Objectives involving bilinear forms $u^\top f(A(\theta))v$ for Hermitian $A$ arise widely in scientific computing and probabilistic machine learning. For large matrices, Lanczos efficiently approximates these quantities, but differentiating them with respect to $\theta$ is challenging. Existing approaches either backpropagate through the Lanczos recurrence, requiring reorthogonalization for stability, or apply Arnoldi to an augmented block matrix of twice the original size. Both introduce extra computation and orthogonalization costs that can limit performance on modern hardware. We propose a forward-only gradient approximation that reuses the Lanczos pass and adds very minimal overhead in most cases. We prove that its error is proportional to the Lanczos residual norm, the same quantity controlling the forward approximation. Whereas a traditional adjoint-based calculation would be unstable without reorthogonalization, the new method appears unconditionally stable in our tests. It is also faster than existing state-of-the-art approaches.

Editorial analysis

A structured set of objections, weighed in public.

Desk editor's note, referee report, simulated authors' rebuttal, and a circularity audit. Tearing a paper down is the easy half of reading it; the pith above is the substance, this is the friction.

Referee Report

2 major / 2 minor

Summary. The manuscript proposes a forward-only gradient approximation for bilinear forms u^T f(A(θ)) v with Hermitian A(θ), reusing the Lanczos pass with minimal overhead. It proves the gradient error is proportional to the Lanczos residual norm and reports that the method appears unconditionally stable in numerical tests, offering advantages over adjoint-based methods that require reorthogonalization.

Significance. If the unconditional stability holds rigorously, this approach could provide a more efficient and stable way to compute gradients in large-scale applications involving matrix functions, such as in probabilistic machine learning and scientific computing. The reuse of the Lanczos pass and the error bound tied to the residual norm are notable strengths, as is the parameter-free nature of the error control.

major comments (2)
  1. [Abstract] Abstract: The assertion that the new method 'appears unconditionally stable in our tests' lacks a supporting theorem, characterization of the admissible class of Hermitian A(θ) and functions f, or analysis of potential failure modes such as clustered spectra or large ||dA/dθ||; this empirical claim is load-bearing for the practical advantage over adjoint methods.
_ _ _ _ _ _ _
◆ Work to complete
1. Name each part of the review package that the text on Lanczos gradients lists in the sentence beginning "Desk editor's note".
2. Reproduce the passage of the text on Lanczos gradients starting at "major comments (2)" and ending at "over adjoint methods.".
3. In one to three sentences, explain why the text on Lanczos gradients says the existing approaches can limit performance on modern hardware.

◆ Supplied information
_ _ _ _ _ _ _
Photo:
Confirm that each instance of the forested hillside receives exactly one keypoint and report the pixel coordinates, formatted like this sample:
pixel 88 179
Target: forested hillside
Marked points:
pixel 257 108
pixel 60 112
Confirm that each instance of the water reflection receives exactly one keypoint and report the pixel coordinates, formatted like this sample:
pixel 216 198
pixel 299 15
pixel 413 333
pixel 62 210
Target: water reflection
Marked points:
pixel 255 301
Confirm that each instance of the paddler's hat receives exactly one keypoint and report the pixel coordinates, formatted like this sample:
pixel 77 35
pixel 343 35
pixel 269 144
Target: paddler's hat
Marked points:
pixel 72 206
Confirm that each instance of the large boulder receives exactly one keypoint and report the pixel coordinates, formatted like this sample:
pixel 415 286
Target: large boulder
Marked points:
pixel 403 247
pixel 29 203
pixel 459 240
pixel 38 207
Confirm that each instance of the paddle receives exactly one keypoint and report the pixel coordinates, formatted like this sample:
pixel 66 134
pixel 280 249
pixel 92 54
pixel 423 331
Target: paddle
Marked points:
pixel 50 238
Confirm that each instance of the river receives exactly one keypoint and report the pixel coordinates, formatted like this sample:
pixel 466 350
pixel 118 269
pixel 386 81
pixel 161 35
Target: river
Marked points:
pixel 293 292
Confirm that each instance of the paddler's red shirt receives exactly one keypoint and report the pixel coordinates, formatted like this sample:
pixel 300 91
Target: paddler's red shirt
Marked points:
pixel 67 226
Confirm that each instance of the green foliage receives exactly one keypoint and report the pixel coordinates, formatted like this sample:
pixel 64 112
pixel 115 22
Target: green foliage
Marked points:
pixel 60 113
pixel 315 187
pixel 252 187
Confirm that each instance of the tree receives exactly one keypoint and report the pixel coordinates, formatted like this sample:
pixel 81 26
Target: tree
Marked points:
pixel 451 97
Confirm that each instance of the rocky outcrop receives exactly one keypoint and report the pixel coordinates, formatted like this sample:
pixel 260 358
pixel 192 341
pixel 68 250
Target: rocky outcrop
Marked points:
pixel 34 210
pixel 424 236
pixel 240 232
_ _ _ _ _ _ _
◆ Outputs by task
1.
Desk editor's note
Referee report
Simulated authors' rebuttal
Circularity audit

2.
major comments (2)
  1. [Abstract] Abstract: The assertion that the new method 'appears unconditionally stable in our tests' lacks a supporting theorem, characterization of the admissible class of Hermitian A(θ) and functions f, or analysis of potential failure modes such as clustered spectra or large ||dA/dθ||; this empirical claim is load-bearing for the practical advantage over adjoint methods.

3. One approach backpropagates through the Lanczos recurrence and needs reorthogonalization for stability. The other applies Arnoldi to an augmented block matrix twice the original size. Both add extra computation and orthogonalization costs, and those costs can limit performance on modern hardware.